YOUR OBJECTIVE
Starting with the first line, output the data exactly through to the end.

RECORDS FOR THE EXERCISE

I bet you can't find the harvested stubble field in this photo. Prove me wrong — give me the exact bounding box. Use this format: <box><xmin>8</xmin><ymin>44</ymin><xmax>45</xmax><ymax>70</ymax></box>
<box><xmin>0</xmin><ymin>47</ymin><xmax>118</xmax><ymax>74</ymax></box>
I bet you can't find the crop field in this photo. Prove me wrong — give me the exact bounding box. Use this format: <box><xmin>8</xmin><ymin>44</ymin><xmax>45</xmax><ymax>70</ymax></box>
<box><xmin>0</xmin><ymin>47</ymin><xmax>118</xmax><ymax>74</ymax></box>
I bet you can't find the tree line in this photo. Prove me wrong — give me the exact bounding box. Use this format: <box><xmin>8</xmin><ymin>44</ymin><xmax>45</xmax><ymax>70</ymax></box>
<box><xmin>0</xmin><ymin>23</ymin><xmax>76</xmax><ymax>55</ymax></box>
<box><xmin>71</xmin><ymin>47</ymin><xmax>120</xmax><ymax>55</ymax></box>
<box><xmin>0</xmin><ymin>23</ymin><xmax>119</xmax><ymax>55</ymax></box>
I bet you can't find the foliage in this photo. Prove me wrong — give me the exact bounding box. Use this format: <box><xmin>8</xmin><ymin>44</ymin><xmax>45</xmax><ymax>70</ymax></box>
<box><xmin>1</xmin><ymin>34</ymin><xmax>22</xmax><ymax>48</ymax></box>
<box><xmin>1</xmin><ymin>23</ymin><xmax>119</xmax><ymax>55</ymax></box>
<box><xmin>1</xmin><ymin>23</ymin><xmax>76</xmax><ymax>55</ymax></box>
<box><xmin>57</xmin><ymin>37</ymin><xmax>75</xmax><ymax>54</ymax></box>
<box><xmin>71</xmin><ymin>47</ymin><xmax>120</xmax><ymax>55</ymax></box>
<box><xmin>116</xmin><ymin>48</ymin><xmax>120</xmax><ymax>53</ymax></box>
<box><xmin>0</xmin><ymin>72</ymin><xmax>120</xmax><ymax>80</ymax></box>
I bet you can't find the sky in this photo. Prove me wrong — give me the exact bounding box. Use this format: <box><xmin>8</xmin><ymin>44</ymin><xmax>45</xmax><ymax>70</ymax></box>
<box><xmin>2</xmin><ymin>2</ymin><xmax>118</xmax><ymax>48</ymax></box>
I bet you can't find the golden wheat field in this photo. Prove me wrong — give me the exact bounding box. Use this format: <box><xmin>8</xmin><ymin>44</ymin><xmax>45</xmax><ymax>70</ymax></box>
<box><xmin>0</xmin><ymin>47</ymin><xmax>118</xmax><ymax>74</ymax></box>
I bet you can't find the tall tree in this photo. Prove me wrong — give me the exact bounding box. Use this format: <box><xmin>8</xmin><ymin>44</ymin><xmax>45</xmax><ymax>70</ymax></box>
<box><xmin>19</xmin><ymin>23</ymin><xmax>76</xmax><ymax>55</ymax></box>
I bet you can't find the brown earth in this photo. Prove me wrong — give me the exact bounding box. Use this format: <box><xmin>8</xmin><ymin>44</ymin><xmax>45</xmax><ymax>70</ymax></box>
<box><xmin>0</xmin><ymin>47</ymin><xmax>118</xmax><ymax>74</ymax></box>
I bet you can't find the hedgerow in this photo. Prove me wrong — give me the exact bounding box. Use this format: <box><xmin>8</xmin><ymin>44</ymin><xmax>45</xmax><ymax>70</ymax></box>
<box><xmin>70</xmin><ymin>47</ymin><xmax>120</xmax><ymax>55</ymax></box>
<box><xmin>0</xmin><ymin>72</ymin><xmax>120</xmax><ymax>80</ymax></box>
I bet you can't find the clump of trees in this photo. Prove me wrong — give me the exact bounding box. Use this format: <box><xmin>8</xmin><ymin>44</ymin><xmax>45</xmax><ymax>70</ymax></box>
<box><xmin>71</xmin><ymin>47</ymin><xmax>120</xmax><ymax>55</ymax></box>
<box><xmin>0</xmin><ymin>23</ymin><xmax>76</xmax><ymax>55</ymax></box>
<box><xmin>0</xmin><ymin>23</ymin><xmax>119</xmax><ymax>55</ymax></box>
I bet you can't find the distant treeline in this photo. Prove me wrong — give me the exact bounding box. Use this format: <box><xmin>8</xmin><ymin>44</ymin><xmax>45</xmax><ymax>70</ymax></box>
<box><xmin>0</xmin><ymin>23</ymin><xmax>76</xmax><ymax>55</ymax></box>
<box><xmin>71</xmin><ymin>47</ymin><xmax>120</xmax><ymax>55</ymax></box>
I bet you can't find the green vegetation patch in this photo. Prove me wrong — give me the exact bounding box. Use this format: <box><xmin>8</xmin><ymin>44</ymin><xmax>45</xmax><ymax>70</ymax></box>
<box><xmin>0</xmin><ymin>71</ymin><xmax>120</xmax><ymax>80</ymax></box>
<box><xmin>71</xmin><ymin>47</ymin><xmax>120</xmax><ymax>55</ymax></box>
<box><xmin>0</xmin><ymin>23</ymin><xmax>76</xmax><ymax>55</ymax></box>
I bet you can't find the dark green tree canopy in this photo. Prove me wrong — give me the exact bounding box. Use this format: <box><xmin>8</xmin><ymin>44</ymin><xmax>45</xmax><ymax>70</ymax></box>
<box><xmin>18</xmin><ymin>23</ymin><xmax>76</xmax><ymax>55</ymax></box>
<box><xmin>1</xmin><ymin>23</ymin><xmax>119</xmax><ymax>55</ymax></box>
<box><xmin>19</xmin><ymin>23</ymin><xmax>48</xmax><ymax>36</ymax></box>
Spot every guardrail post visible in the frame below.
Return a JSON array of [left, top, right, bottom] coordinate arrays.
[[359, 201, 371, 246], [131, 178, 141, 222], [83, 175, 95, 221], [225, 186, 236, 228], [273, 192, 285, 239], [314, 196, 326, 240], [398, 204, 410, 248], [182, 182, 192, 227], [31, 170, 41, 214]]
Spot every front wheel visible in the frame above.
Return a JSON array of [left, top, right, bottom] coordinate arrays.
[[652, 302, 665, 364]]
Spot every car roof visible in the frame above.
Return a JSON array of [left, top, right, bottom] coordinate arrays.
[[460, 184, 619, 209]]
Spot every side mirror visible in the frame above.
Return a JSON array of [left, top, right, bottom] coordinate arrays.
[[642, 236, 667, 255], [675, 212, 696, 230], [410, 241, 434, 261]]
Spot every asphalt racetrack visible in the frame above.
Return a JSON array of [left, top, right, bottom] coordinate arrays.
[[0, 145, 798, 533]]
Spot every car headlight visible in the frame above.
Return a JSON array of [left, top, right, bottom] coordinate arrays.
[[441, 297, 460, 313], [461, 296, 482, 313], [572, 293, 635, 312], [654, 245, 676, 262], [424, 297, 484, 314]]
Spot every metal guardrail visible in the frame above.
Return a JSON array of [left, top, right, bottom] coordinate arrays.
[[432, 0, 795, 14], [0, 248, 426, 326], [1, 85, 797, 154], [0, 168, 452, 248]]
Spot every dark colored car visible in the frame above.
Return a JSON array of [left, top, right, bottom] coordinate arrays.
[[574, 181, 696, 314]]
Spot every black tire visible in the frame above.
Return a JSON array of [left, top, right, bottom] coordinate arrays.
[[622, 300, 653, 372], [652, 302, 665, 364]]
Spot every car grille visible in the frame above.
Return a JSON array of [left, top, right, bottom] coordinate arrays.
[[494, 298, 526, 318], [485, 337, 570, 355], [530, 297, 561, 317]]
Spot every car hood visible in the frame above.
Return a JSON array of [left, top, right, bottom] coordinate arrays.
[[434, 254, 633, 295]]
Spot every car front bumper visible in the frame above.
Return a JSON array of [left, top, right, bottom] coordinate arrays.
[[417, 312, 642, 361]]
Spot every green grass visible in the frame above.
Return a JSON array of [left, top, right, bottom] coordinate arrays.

EXERCISE ANSWER
I bet you can't find the harvested stubble field in this photo. Prove me wrong — give me the exact bounding box. Use this format: <box><xmin>8</xmin><ymin>44</ymin><xmax>45</xmax><ymax>70</ymax></box>
<box><xmin>0</xmin><ymin>47</ymin><xmax>118</xmax><ymax>74</ymax></box>
I bet you can't find the crop field in this photo. Prove me wrong — give me the exact bounding box. Use this format: <box><xmin>8</xmin><ymin>44</ymin><xmax>45</xmax><ymax>70</ymax></box>
<box><xmin>0</xmin><ymin>47</ymin><xmax>118</xmax><ymax>74</ymax></box>
I bet you can't find the tree line in this photo. Prove me wrong — give me the exact bounding box. Use this format: <box><xmin>8</xmin><ymin>44</ymin><xmax>45</xmax><ymax>70</ymax></box>
<box><xmin>0</xmin><ymin>23</ymin><xmax>76</xmax><ymax>55</ymax></box>
<box><xmin>71</xmin><ymin>47</ymin><xmax>120</xmax><ymax>55</ymax></box>
<box><xmin>0</xmin><ymin>23</ymin><xmax>119</xmax><ymax>55</ymax></box>
I bet you can't find the foliage in this photo. Prove me wrong — give me the exact bounding box. Use this format: <box><xmin>8</xmin><ymin>44</ymin><xmax>45</xmax><ymax>70</ymax></box>
<box><xmin>1</xmin><ymin>34</ymin><xmax>22</xmax><ymax>48</ymax></box>
<box><xmin>1</xmin><ymin>23</ymin><xmax>119</xmax><ymax>55</ymax></box>
<box><xmin>1</xmin><ymin>23</ymin><xmax>76</xmax><ymax>55</ymax></box>
<box><xmin>57</xmin><ymin>37</ymin><xmax>75</xmax><ymax>54</ymax></box>
<box><xmin>71</xmin><ymin>47</ymin><xmax>120</xmax><ymax>55</ymax></box>
<box><xmin>116</xmin><ymin>48</ymin><xmax>120</xmax><ymax>53</ymax></box>
<box><xmin>0</xmin><ymin>72</ymin><xmax>120</xmax><ymax>80</ymax></box>
I bet you can't find the sky in this photo. Prove me wrong — give me the exact bounding box. Use this format: <box><xmin>8</xmin><ymin>44</ymin><xmax>45</xmax><ymax>70</ymax></box>
<box><xmin>2</xmin><ymin>2</ymin><xmax>118</xmax><ymax>48</ymax></box>
I bet you can't find the golden wheat field in this photo. Prove me wrong — give me the exact bounding box. Use this format: <box><xmin>8</xmin><ymin>44</ymin><xmax>45</xmax><ymax>70</ymax></box>
<box><xmin>0</xmin><ymin>47</ymin><xmax>118</xmax><ymax>74</ymax></box>
I bet you can't find the tall tree in this photo. Prove me wrong — give me the exact bounding box. Use this format: <box><xmin>8</xmin><ymin>44</ymin><xmax>45</xmax><ymax>70</ymax></box>
<box><xmin>19</xmin><ymin>23</ymin><xmax>76</xmax><ymax>55</ymax></box>
I bet you can't find the brown earth in this photo. Prove me wrong — give me the exact bounding box. Use this format: <box><xmin>8</xmin><ymin>44</ymin><xmax>45</xmax><ymax>70</ymax></box>
<box><xmin>0</xmin><ymin>47</ymin><xmax>118</xmax><ymax>74</ymax></box>
I bet you can't find the hedgerow in this photo. Prove me wrong — give me the exact bounding box. Use this format: <box><xmin>8</xmin><ymin>44</ymin><xmax>45</xmax><ymax>70</ymax></box>
<box><xmin>70</xmin><ymin>47</ymin><xmax>120</xmax><ymax>55</ymax></box>
<box><xmin>0</xmin><ymin>72</ymin><xmax>120</xmax><ymax>80</ymax></box>
I bet you can't find the clump of trees in this photo. Prove me wrong — give me the exact bounding box. Use this format: <box><xmin>8</xmin><ymin>44</ymin><xmax>45</xmax><ymax>70</ymax></box>
<box><xmin>71</xmin><ymin>47</ymin><xmax>120</xmax><ymax>55</ymax></box>
<box><xmin>0</xmin><ymin>23</ymin><xmax>76</xmax><ymax>55</ymax></box>
<box><xmin>0</xmin><ymin>23</ymin><xmax>119</xmax><ymax>55</ymax></box>
I bet you can't find the distant treeline in this photo. Prove me wrong — give me the exact bounding box. Use this format: <box><xmin>8</xmin><ymin>44</ymin><xmax>45</xmax><ymax>70</ymax></box>
<box><xmin>0</xmin><ymin>23</ymin><xmax>76</xmax><ymax>55</ymax></box>
<box><xmin>71</xmin><ymin>47</ymin><xmax>120</xmax><ymax>55</ymax></box>
I bet you can't find the green vegetation patch in this photo. Prove me wrong — give me the exact bounding box. Use this format: <box><xmin>8</xmin><ymin>44</ymin><xmax>45</xmax><ymax>70</ymax></box>
<box><xmin>0</xmin><ymin>71</ymin><xmax>120</xmax><ymax>80</ymax></box>
<box><xmin>71</xmin><ymin>47</ymin><xmax>120</xmax><ymax>55</ymax></box>
<box><xmin>0</xmin><ymin>23</ymin><xmax>76</xmax><ymax>55</ymax></box>
I bet you can't find the dark green tree canopy in this photo. Prove me wrong — give me the exact bounding box. Use this format: <box><xmin>8</xmin><ymin>44</ymin><xmax>45</xmax><ymax>70</ymax></box>
<box><xmin>18</xmin><ymin>23</ymin><xmax>76</xmax><ymax>55</ymax></box>
<box><xmin>1</xmin><ymin>23</ymin><xmax>119</xmax><ymax>55</ymax></box>
<box><xmin>19</xmin><ymin>23</ymin><xmax>48</xmax><ymax>36</ymax></box>
Spot every guardrail post visible in the frame below.
Return a JSON array of [left, top, right, bottom] coordinate arrays.
[[359, 201, 371, 246], [131, 178, 141, 222], [83, 175, 95, 221], [225, 186, 236, 228], [273, 192, 285, 239], [314, 196, 326, 240], [398, 204, 410, 248], [182, 182, 192, 227], [31, 170, 41, 214]]
Spot every front wheel visible in the frame above.
Return a JSON array of [left, top, right, bottom] coordinate arrays.
[[652, 302, 665, 364]]
Spot every car roof visible in the frame above.
Return a JSON array of [left, top, right, bottom] coordinate arrays.
[[460, 184, 619, 209]]
Spot every side mirror visible in the frame above.
Return a JSON array of [left, top, right, bottom] coordinate arrays.
[[642, 236, 667, 255], [675, 212, 696, 230], [410, 241, 434, 261]]
Spot every asphalt racetrack visible in the frame above.
Return a JSON array of [left, top, right, bottom] coordinate arrays.
[[0, 145, 798, 533]]
Spot every car headlight visible in the frame above.
Return a JSON array of [left, top, right, bottom] coordinate arrays.
[[441, 297, 460, 313], [461, 296, 482, 313], [572, 293, 635, 312], [654, 245, 676, 262], [424, 297, 484, 314]]
Spot every metal guardrail visible in the frame above.
Return a JSON array of [left, top, right, bottom] coordinate arrays.
[[432, 0, 795, 14], [0, 248, 426, 326], [1, 85, 797, 154], [0, 168, 452, 248]]
Spot every dark colored car visible in the frame above.
Return a JSON array of [left, top, right, bottom] coordinate arrays.
[[574, 181, 696, 314]]
Spot every black tire visible in the frame above.
Return a JSON array of [left, top, right, bottom] coordinate arrays.
[[622, 300, 653, 372], [652, 302, 665, 364]]
Spot every car grille visible in the frame above.
Return a JSON array of [left, top, right, bottom] coordinate arrays.
[[494, 298, 526, 318], [485, 337, 570, 355], [530, 297, 561, 317]]
Spot every car hood visible in the frame above.
Return a JSON array of [left, top, right, bottom] coordinate arrays.
[[434, 254, 633, 295]]
Spot every car front bumper visible in the frame above.
Return a JSON array of [left, top, right, bottom] coordinate arrays.
[[417, 312, 642, 361]]
Spot every green grass visible in the frame above.
Return a JSON array of [left, top, right, bottom] coordinate arrays.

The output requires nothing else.